:: Provided data

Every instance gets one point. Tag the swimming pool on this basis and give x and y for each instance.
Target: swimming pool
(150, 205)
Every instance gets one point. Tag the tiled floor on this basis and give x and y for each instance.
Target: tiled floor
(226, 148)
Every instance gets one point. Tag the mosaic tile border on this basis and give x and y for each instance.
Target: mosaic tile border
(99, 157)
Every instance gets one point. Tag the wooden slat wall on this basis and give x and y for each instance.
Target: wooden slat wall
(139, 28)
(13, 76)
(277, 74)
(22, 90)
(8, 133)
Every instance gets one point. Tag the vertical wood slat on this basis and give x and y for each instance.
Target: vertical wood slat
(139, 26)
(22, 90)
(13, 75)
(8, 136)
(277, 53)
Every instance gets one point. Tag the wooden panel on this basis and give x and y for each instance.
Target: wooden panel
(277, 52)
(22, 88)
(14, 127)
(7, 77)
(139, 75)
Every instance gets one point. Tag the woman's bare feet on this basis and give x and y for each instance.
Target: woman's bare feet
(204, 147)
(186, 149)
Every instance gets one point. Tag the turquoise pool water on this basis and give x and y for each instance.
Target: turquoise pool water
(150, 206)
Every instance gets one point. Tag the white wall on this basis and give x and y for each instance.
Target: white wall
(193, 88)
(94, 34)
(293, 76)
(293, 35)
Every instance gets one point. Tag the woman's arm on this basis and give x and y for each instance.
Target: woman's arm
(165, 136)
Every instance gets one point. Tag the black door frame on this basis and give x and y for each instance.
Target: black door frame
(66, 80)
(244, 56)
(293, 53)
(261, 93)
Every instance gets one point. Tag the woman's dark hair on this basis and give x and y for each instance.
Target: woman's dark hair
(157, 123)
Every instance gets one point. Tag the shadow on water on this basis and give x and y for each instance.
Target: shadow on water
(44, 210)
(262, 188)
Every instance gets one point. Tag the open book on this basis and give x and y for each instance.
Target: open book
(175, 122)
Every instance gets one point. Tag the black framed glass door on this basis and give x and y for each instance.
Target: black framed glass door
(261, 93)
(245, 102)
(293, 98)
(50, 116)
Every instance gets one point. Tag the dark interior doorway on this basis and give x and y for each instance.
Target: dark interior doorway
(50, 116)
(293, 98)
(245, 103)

::::

The problem.
Can you give every line above again, exactly as written?

Written solution.
Every instance gets one point. Tag the swimming pool on this basis and give x and y for each instance.
Target: swimming pool
(150, 205)
Every instance gets one point. Tag the tiled floor on this basis and give x and y for each instance.
Target: tiled floor
(226, 148)
Every instance gets one point. Tag the mosaic tile border on this basis and give x and y for each instance.
Target: mosaic tile border
(99, 157)
Every instance gets one point. Tag the wooden slat wall on this basis and give x and y for each instance.
Target: wooden slat wall
(139, 28)
(13, 76)
(277, 74)
(22, 90)
(8, 133)
Every instance gets one point. Tag the vertical wood slat on this basis and give x and y for each instance.
Target: vertical wood slat
(139, 26)
(22, 90)
(13, 75)
(8, 136)
(277, 53)
Every instance gets one point. Tag the wooden panel on this basis and give x and y for each instance.
Target: wooden panel
(277, 52)
(22, 88)
(14, 127)
(7, 77)
(139, 75)
Every instance gets one point. Tag the woman's bare feet on this basis and give x and y for each instance.
Target: woman's bare feet
(204, 147)
(186, 149)
Every instance gets one point. Tag the turquoise pool water on this basis and give x and y for each instance.
Target: turquoise pool water
(150, 206)
Every instance gets one point. Tag the white wall on this basis and give x and y for each instance.
Target: white wall
(193, 88)
(94, 34)
(293, 76)
(293, 35)
Every instance gets one point. Tag the woman's arm on this basis and give x and y for each instance.
Target: woman's arm
(165, 136)
Every instance gets one point. Tag the black door frame on this basis and give x and y for each instance.
Target: black door frame
(66, 80)
(244, 56)
(293, 53)
(261, 93)
Every instance gets one point. Tag the woman's dark hair on this basis and give x and y for each instance.
Target: woman's dark hair
(157, 123)
Every instance gets one point. Tag the shadow on water on this basis and give x and y for each instance.
Target: shadow on water
(44, 210)
(262, 188)
Every instance gets one point. Tag the open book on this basis and give x and y for each instance.
Target: open book
(175, 122)
Every instance gets one point. Tag the black framed glass door on this basis and give x and y for each instance.
Target: black framed glass door
(261, 93)
(245, 102)
(293, 98)
(50, 116)
Every instance gets one point. Tag the dark interior doorway on this basis and give x and y for each instance.
Target: dark interior doorway
(50, 116)
(293, 98)
(245, 103)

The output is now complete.